This study investigated the relationship between MRI-intensity values and pathological features of brain cancer using autopsy tissues as ground truth. Mixed effect models were used to examine the association between T1, T1C, FLAIR, and ADC intensity and pathological features (cellularity, cytoplasm density, and extracellular fluid density), as well as to compare the strength of these associations between GBM and non-GBM patients. These analyses confirmed many of the associations seen in prior literature, but with decreased strength than expected. Additionally, this study found that radio-pathomic associations were weaker in GBM patients than non-GBM patients.

Introduction

MP-MRI is central to the diagnosis and non-invasive monitoring of progression for glioblastomas (GBM) and other brain cancers. T1-weighted images acquired pre- (T1) and post Gd contrast (T1C) are currently used to define the primary tumor area and are often used to define boundaries for surgical resection 1,2. Hyperintensities on FLAIR images are considered signatures of a combination of infiltrative glioma and vasogenic edema resulting from tumor growth3,4, and ADC maps computed from diffusion-weighted images are often used as an inverse correlate of tumor cellularity 5–7. Imaging signatures of brain cancer are often validated using autopsy tissue samples, which allow for pointwise associations between tissue and MRI signals. However, these samples are often taken prior to treatment, and are rarely taken from beyond the traditional contrast-enhancing region. Therefore, further investigation is warranted to assess imaging signatures in the presence of treatment and beyond the contrast-enhancing region, especially in the case of GBM patients, whose tumors present with much greater pathological heterogeneity.

**What to work on:**
1. According to the brain cancer MRI text, which group of patients showed weaker radio-pathomic associations?
2. Why does the brain cancer MRI text single out GBM patients as a case where imaging signatures especially need further study?

**Provided data:**
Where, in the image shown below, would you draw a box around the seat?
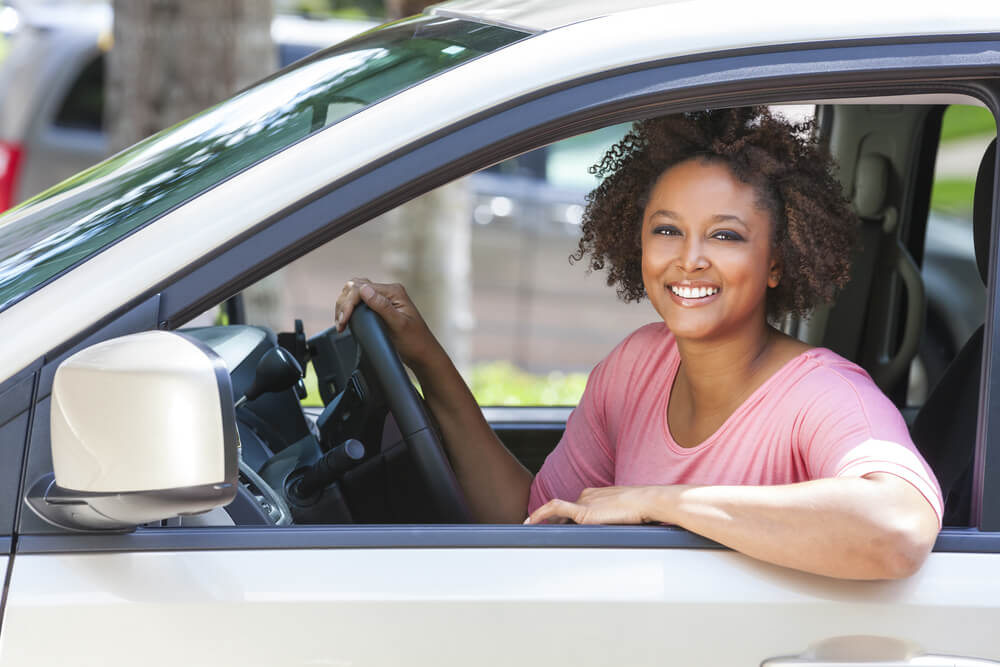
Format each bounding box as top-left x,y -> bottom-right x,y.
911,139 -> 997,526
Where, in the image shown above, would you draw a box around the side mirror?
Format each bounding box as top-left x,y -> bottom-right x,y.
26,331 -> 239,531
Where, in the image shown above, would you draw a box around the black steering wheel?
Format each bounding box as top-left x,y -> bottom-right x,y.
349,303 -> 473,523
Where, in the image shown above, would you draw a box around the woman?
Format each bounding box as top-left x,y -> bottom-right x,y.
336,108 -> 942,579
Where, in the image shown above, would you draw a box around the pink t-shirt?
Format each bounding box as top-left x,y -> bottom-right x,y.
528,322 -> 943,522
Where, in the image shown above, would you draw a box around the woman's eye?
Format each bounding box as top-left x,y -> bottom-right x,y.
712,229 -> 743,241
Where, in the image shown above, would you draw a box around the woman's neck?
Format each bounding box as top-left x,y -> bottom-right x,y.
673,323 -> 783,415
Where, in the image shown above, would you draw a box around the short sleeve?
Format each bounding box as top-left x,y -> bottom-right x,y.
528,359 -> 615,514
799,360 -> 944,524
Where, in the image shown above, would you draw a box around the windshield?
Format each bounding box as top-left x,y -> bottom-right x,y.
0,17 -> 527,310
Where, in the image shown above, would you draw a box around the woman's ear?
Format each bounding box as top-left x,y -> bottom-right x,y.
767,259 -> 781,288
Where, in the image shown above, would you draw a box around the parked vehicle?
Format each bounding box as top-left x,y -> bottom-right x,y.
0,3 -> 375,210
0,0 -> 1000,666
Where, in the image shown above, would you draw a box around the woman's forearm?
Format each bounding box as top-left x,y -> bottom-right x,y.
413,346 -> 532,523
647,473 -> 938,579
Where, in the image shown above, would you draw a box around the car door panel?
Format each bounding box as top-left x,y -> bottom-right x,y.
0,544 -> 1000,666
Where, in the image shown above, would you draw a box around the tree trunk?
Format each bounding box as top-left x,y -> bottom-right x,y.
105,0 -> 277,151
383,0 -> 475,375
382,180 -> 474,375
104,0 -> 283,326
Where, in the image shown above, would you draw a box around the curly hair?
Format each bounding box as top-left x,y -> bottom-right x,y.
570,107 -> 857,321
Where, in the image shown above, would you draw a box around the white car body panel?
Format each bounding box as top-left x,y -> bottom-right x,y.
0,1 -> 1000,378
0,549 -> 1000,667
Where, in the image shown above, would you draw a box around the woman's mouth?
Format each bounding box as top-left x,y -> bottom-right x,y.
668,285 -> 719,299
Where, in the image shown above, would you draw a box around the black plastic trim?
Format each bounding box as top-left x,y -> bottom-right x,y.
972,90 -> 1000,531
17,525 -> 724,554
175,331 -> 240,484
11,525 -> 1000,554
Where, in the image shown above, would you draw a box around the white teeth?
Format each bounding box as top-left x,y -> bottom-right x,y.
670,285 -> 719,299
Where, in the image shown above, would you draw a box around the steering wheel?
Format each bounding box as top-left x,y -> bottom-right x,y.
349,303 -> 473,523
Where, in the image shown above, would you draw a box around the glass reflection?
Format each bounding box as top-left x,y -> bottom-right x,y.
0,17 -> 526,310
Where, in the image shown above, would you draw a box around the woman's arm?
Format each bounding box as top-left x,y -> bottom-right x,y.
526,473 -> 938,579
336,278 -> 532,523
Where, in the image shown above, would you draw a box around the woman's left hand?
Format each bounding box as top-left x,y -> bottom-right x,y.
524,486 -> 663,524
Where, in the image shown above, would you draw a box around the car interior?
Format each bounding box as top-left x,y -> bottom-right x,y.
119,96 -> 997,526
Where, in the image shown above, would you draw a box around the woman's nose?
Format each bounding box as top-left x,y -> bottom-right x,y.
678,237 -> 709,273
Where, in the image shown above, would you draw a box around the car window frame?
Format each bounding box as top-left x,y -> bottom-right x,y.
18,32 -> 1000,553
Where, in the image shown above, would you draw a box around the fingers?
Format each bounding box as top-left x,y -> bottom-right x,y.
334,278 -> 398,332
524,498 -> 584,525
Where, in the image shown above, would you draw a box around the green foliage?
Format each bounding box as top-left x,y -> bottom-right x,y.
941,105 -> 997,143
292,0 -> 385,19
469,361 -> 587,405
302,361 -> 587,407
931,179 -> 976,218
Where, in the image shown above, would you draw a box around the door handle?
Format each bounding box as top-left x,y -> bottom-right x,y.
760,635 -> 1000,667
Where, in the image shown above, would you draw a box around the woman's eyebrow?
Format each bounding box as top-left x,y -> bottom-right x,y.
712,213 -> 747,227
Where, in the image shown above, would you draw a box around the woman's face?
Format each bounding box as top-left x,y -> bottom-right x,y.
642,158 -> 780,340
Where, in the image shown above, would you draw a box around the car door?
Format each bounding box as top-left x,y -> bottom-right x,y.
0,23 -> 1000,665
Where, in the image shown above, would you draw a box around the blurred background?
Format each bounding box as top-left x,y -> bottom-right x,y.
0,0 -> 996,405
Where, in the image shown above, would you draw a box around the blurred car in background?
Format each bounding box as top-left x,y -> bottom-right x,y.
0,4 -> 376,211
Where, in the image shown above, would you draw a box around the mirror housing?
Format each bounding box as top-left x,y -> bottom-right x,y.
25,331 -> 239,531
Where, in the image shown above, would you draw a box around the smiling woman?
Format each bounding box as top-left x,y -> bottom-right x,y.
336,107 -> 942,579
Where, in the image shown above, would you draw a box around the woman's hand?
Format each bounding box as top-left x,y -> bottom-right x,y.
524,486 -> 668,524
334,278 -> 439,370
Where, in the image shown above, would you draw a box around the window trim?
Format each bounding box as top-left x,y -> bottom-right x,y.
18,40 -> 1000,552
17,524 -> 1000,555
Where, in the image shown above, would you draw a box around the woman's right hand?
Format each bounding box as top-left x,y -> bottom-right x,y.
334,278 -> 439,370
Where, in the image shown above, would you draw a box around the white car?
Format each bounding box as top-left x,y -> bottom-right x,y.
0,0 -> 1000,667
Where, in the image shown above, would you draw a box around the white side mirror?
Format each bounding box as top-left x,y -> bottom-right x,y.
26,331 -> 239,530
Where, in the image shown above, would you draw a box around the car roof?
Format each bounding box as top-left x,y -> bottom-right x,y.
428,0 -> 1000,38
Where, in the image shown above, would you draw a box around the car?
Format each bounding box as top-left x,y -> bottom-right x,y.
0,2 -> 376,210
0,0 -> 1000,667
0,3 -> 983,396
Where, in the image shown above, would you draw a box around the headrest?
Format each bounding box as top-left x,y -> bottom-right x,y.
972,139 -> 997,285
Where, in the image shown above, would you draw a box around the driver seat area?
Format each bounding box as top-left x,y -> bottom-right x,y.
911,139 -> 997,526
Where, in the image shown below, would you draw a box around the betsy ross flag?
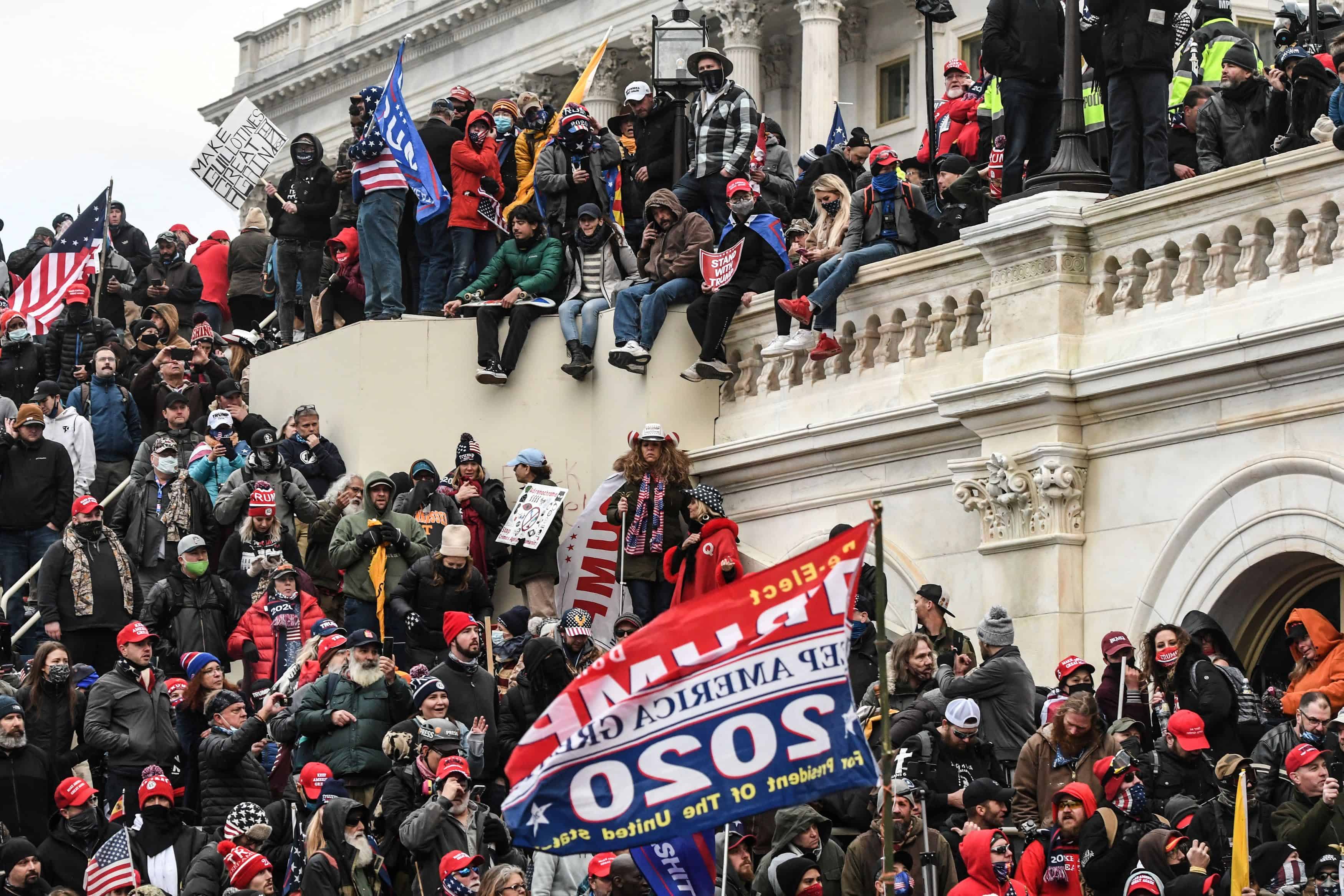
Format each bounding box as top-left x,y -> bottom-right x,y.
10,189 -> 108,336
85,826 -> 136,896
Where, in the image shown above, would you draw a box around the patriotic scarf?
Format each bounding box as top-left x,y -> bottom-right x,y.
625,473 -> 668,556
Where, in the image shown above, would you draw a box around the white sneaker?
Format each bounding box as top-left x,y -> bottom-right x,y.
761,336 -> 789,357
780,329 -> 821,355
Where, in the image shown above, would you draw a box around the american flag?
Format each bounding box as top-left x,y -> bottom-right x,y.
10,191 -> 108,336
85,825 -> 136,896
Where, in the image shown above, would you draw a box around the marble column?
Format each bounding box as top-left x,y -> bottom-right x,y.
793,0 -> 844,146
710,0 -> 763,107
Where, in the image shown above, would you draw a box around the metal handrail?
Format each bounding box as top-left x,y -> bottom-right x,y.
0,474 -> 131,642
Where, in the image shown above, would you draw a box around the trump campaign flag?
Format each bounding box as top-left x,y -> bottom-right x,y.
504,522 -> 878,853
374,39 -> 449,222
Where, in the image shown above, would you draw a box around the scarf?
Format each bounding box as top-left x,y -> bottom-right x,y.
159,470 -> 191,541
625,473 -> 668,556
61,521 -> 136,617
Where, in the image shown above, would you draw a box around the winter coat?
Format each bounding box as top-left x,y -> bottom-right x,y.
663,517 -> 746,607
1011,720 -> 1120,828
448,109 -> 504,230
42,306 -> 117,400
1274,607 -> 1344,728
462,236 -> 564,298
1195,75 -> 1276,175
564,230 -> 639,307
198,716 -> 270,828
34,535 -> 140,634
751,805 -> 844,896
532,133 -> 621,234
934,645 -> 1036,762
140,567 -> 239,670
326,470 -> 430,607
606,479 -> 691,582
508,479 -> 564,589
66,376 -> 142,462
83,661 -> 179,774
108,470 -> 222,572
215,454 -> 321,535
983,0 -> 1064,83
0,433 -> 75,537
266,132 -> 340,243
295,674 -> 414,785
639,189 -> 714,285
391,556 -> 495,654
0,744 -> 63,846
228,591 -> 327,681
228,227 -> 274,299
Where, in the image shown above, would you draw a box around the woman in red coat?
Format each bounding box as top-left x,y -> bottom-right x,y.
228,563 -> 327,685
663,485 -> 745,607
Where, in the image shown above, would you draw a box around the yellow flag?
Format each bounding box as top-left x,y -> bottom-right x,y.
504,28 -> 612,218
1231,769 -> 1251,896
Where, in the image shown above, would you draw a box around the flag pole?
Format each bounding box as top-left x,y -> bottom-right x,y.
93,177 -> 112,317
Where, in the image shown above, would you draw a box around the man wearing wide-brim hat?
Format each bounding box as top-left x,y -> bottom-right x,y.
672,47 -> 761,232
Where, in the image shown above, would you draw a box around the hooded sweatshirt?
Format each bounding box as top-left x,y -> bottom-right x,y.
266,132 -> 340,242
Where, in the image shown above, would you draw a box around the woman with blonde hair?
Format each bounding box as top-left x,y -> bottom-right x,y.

**Activity answers:**
1. GBM patients showed weaker associations than non-GBM patients.

2. GBM tumors present with much greater pathological heterogeneity. This makes it especially important to assess imaging signatures in the presence of treatment and beyond the contrast-enhancing region.